» **WORK TO DO**
Rewrite the lines of the listing beginning at the line that contains "Provide the polygon of every instance of the downspout." and ending with the line that contains "Segment each instance of the downspout.", swapping "downspout" for "drainpipe" and changing nothing else. Give only those lines.

» **DATA EXCERPTS**
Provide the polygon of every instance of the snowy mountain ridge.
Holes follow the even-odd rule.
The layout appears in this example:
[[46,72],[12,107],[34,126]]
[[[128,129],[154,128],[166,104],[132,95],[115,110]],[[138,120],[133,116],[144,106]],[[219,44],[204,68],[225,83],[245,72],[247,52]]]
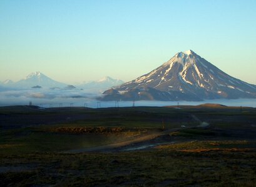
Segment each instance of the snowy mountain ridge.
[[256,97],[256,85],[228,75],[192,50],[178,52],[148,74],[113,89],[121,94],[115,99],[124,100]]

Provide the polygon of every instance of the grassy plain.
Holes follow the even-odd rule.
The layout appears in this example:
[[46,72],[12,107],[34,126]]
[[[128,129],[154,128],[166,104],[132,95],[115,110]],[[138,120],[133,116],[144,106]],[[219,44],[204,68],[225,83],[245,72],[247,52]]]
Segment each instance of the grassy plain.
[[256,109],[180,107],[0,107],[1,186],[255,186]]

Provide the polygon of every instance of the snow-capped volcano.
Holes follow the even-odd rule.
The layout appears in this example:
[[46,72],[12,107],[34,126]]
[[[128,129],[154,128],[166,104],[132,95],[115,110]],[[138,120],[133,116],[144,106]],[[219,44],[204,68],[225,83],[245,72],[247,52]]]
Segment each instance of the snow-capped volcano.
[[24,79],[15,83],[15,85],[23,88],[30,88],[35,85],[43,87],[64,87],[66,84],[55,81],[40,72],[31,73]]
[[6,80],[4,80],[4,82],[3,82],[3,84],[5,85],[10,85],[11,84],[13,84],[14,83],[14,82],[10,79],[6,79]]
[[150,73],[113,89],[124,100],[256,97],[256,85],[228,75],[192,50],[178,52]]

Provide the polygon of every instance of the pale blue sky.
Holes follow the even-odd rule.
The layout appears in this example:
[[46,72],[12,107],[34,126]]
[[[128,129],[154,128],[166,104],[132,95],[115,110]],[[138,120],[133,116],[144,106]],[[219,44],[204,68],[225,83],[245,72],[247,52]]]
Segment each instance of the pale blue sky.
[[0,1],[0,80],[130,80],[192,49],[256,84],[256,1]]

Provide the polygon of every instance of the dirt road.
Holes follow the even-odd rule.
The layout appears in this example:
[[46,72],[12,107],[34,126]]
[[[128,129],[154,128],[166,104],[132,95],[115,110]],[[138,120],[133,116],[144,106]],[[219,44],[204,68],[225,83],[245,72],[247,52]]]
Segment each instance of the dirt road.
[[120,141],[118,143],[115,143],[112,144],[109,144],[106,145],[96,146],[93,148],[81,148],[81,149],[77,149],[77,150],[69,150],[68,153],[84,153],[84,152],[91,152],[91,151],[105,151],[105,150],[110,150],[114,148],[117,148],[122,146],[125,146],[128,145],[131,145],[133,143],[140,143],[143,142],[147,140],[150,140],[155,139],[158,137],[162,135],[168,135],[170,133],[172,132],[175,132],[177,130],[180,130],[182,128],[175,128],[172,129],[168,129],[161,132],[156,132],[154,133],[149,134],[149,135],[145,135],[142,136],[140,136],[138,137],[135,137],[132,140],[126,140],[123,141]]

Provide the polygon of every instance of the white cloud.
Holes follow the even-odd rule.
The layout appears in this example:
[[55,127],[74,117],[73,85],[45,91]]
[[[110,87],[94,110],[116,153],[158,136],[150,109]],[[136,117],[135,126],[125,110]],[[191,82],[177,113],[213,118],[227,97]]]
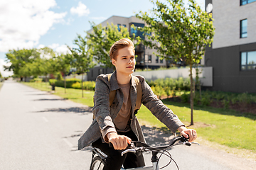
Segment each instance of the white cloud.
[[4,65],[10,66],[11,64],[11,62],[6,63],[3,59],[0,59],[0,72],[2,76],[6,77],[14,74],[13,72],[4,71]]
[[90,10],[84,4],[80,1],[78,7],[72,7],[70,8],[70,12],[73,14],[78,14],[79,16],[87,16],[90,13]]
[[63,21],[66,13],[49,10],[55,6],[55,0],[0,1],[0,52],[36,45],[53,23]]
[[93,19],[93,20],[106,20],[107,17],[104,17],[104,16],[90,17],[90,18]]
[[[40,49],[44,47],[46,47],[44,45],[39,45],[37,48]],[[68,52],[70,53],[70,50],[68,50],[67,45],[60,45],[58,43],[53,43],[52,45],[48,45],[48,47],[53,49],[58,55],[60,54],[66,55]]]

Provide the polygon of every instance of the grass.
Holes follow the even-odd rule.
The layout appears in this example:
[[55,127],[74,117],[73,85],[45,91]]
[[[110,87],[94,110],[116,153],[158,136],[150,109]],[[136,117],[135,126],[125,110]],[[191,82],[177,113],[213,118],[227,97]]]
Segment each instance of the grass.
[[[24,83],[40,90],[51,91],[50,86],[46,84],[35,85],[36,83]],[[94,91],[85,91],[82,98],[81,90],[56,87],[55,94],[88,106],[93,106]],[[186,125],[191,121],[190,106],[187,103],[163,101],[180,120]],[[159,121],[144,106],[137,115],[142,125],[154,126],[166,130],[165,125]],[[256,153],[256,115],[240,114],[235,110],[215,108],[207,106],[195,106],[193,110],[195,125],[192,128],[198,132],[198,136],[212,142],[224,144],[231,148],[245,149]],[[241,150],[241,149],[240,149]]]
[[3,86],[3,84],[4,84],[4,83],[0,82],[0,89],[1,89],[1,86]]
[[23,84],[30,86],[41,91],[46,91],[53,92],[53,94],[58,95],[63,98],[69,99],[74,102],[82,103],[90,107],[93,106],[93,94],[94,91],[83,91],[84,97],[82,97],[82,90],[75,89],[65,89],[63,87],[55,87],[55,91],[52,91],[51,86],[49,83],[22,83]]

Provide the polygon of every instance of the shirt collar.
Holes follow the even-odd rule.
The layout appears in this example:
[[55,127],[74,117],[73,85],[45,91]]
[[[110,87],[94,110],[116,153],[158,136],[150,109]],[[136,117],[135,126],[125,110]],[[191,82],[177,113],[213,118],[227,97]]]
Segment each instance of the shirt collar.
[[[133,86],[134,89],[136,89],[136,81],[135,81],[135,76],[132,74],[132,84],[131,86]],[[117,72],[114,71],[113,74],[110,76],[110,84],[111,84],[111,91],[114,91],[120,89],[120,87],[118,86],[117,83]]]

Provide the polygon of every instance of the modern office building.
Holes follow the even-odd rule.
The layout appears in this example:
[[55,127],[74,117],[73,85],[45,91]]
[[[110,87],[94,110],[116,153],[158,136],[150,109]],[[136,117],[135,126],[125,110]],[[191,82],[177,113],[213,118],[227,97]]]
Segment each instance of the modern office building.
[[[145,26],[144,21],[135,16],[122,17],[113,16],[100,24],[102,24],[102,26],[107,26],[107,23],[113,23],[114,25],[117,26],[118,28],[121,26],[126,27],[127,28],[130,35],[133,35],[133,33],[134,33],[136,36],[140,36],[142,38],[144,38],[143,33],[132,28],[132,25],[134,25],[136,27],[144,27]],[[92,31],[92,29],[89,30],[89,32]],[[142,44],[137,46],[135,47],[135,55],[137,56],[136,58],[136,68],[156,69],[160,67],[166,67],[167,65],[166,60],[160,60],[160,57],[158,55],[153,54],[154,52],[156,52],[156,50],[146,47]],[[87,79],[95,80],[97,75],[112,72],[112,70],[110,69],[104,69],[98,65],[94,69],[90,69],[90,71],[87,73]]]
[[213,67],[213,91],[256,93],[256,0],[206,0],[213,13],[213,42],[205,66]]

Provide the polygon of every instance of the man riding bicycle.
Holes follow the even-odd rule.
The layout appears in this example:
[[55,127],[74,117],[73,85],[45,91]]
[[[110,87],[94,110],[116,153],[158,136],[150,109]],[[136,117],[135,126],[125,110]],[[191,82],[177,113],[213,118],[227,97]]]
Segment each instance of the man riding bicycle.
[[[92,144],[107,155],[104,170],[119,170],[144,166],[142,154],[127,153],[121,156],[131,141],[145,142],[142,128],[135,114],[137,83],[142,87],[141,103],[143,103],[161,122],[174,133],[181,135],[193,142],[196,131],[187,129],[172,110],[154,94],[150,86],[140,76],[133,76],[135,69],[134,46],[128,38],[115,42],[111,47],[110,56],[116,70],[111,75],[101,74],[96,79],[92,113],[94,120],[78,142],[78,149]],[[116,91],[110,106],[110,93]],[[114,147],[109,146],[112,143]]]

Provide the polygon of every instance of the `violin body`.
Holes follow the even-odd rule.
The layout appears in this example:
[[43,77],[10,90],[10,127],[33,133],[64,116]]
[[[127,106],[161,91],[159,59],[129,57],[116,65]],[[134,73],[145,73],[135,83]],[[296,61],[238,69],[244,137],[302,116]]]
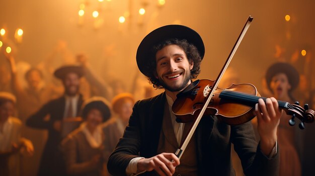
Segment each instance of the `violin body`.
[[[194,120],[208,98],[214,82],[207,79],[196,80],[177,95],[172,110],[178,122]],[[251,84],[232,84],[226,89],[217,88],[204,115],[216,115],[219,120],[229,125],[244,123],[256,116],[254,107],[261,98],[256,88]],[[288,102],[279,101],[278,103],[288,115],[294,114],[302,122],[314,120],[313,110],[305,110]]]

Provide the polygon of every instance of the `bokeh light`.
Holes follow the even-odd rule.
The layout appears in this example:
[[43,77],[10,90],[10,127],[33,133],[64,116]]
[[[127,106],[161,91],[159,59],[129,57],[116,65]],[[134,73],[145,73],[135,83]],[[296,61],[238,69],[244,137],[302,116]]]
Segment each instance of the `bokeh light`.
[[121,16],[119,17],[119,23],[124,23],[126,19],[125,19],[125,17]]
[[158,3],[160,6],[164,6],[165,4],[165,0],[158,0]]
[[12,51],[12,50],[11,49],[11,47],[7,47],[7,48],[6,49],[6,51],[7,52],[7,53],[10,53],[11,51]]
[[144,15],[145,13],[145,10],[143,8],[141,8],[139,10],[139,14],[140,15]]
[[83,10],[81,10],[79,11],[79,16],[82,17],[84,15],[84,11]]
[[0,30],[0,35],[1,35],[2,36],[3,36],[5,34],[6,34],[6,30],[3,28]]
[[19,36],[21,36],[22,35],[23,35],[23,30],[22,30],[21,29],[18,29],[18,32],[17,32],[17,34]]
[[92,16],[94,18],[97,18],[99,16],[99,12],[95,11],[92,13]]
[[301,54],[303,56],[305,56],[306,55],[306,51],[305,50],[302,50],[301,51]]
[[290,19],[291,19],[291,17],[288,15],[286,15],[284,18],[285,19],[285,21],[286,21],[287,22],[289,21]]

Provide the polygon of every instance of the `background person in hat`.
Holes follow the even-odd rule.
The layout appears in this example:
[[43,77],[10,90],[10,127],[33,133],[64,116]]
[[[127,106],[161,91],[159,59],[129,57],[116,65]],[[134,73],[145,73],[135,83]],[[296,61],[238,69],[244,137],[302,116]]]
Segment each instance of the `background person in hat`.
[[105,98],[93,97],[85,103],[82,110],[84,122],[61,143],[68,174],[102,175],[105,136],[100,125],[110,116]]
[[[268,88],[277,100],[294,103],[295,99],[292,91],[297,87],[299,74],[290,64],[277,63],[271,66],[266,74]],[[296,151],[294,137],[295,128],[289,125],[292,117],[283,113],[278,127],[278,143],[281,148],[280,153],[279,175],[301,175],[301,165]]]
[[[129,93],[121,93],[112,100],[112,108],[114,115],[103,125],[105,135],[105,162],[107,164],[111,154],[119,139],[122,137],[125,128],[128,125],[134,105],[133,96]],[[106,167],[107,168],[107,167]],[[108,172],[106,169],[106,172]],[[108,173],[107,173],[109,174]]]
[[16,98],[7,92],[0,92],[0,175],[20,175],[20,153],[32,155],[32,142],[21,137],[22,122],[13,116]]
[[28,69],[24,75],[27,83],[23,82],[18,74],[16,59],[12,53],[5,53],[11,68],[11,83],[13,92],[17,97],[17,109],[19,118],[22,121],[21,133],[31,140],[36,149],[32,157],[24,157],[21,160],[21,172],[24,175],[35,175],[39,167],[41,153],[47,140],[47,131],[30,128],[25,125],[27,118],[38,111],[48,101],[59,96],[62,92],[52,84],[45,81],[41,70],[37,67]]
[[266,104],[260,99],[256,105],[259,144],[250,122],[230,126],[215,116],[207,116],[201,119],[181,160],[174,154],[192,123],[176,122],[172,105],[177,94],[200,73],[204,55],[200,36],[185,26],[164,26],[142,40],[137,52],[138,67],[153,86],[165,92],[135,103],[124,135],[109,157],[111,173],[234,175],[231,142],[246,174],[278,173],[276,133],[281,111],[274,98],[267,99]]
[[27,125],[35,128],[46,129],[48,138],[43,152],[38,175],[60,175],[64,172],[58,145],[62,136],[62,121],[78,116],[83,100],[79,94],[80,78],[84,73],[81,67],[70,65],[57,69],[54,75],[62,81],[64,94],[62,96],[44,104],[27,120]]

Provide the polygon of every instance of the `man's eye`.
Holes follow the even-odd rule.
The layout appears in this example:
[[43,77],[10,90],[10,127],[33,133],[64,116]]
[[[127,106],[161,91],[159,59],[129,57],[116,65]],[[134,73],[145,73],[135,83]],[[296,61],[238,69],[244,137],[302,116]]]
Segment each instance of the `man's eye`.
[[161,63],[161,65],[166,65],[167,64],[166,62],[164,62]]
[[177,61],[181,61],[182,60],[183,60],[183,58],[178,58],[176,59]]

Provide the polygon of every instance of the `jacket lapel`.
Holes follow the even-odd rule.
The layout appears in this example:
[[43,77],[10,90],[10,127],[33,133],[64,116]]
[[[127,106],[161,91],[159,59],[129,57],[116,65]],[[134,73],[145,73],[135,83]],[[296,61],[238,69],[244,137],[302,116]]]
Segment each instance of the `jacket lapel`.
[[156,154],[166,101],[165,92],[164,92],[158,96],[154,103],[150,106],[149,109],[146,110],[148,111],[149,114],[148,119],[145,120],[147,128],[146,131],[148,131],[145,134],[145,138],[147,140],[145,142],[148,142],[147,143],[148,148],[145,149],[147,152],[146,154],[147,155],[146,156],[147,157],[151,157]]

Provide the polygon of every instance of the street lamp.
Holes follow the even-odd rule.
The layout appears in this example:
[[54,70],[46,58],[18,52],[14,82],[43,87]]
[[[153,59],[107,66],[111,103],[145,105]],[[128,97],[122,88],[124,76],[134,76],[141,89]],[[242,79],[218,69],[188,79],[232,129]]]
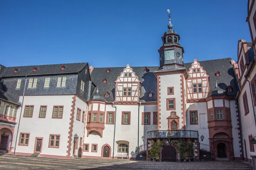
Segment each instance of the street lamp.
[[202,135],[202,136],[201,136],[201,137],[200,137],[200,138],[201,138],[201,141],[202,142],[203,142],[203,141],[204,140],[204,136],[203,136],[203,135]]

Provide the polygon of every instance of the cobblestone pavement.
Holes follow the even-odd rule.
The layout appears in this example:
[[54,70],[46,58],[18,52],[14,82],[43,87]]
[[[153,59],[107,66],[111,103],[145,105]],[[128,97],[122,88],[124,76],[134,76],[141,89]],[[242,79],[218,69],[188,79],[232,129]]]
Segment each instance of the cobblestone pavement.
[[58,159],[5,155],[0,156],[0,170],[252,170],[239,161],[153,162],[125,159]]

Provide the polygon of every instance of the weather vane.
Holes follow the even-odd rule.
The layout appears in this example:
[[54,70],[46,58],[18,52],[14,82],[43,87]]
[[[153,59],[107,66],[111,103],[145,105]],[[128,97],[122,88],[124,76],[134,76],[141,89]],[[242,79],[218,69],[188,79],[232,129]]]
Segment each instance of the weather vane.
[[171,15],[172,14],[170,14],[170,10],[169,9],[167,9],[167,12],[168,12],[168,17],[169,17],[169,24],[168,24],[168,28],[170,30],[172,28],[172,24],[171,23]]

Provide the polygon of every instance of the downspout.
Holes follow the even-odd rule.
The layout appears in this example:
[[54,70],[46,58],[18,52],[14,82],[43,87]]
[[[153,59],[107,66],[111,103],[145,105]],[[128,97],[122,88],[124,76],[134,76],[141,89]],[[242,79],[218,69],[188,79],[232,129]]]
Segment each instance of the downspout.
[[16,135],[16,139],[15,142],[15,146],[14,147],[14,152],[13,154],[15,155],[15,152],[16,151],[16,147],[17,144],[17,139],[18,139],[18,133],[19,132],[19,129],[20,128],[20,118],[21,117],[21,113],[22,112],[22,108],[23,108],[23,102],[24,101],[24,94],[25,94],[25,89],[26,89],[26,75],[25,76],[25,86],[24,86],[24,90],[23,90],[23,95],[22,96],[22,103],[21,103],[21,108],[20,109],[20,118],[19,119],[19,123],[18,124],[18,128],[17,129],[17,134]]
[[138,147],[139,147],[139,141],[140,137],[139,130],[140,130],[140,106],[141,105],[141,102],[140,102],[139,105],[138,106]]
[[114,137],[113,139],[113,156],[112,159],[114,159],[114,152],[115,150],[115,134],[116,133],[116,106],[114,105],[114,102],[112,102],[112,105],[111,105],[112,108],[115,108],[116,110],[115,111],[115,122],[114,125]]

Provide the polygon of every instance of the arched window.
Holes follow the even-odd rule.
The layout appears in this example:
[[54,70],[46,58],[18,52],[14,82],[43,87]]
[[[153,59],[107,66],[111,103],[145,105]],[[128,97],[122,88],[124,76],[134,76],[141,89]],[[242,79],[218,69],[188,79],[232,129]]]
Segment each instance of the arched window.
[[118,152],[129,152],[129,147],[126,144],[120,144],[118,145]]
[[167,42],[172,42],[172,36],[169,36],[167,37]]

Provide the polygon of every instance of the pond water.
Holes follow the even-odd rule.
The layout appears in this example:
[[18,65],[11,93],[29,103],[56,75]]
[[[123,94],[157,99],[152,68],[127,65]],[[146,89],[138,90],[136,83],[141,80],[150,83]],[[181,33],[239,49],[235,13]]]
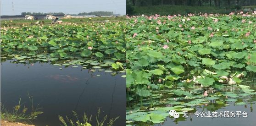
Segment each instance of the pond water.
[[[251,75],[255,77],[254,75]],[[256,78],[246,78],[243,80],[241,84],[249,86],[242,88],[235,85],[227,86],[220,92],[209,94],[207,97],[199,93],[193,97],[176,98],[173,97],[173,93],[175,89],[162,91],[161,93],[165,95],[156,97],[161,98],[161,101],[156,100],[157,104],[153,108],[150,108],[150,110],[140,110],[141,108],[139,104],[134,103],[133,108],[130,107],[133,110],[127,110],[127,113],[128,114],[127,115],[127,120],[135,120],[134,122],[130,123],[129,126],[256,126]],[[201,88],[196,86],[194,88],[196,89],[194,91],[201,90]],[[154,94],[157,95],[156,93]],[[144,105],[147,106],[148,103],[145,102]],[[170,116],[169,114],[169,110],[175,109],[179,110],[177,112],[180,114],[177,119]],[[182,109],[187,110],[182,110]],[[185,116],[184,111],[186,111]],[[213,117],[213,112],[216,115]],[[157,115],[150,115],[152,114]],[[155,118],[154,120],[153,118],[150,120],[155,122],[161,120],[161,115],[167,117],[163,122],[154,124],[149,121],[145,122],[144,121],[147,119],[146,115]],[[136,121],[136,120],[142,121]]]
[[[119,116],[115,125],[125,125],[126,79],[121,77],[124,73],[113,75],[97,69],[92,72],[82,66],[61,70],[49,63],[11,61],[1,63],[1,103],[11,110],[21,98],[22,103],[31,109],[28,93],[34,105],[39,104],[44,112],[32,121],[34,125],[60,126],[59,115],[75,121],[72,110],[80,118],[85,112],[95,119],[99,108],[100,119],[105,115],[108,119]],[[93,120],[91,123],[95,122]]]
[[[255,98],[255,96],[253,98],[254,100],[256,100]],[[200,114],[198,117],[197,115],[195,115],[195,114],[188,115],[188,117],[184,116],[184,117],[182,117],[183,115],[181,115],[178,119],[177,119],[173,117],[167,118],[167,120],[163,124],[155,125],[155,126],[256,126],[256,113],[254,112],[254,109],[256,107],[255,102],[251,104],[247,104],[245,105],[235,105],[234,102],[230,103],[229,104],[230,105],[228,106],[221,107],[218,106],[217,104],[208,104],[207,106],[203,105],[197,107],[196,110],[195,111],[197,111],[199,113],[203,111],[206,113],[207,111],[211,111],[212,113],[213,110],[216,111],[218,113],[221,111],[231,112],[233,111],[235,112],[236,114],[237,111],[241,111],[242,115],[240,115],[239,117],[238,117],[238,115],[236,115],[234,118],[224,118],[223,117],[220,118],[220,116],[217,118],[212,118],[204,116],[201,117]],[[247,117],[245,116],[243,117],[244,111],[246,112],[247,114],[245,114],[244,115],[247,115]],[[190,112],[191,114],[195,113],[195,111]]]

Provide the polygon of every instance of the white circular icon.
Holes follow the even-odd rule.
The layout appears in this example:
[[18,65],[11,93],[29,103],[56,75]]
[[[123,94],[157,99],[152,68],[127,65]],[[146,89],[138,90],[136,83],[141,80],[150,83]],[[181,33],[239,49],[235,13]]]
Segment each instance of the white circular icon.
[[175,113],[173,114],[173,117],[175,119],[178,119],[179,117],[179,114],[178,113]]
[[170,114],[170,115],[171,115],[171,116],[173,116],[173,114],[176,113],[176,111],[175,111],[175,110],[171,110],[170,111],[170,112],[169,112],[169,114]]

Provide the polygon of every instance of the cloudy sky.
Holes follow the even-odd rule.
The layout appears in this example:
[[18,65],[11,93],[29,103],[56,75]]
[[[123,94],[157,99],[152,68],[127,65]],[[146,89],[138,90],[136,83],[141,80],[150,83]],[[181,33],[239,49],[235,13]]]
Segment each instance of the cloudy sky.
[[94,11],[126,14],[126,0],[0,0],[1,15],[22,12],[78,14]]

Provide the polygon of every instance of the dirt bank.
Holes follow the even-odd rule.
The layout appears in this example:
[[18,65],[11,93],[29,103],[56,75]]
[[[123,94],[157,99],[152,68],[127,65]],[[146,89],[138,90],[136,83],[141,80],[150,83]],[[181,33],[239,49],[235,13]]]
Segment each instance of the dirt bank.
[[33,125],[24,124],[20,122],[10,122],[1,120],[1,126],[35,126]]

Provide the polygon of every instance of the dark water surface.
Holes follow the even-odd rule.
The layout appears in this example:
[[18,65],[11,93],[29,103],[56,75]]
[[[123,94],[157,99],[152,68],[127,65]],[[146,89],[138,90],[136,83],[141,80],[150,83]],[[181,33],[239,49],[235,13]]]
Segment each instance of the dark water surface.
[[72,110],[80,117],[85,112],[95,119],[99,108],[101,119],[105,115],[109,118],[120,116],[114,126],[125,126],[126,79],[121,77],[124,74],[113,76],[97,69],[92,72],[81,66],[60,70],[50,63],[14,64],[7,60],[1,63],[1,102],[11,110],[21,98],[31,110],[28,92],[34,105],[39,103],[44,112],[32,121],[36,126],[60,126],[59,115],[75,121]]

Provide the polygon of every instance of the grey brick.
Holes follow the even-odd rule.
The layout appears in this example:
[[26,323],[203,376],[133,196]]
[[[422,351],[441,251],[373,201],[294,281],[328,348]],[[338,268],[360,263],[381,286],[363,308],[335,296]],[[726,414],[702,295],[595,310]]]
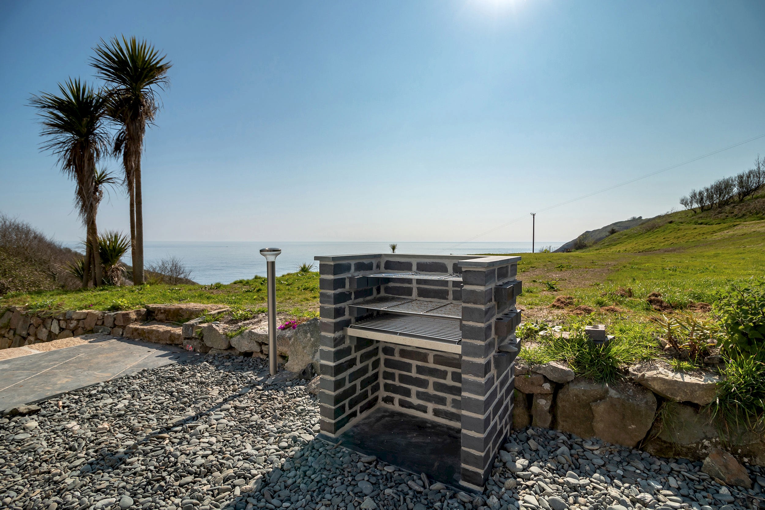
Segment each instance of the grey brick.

» **COMPLETED TASK**
Provide the polygon of every instance of the drainpipe.
Holes follow the even-odd rule.
The layout appears in this example:
[[54,70],[46,58],[18,52],[14,82],[43,87]]
[[[153,59],[107,66],[111,103],[145,105]],[[128,97],[122,88],[124,76],[134,76],[141,89]],[[242,79],[218,69],[188,79],[232,129]]]
Segment each instance of the drainpipe.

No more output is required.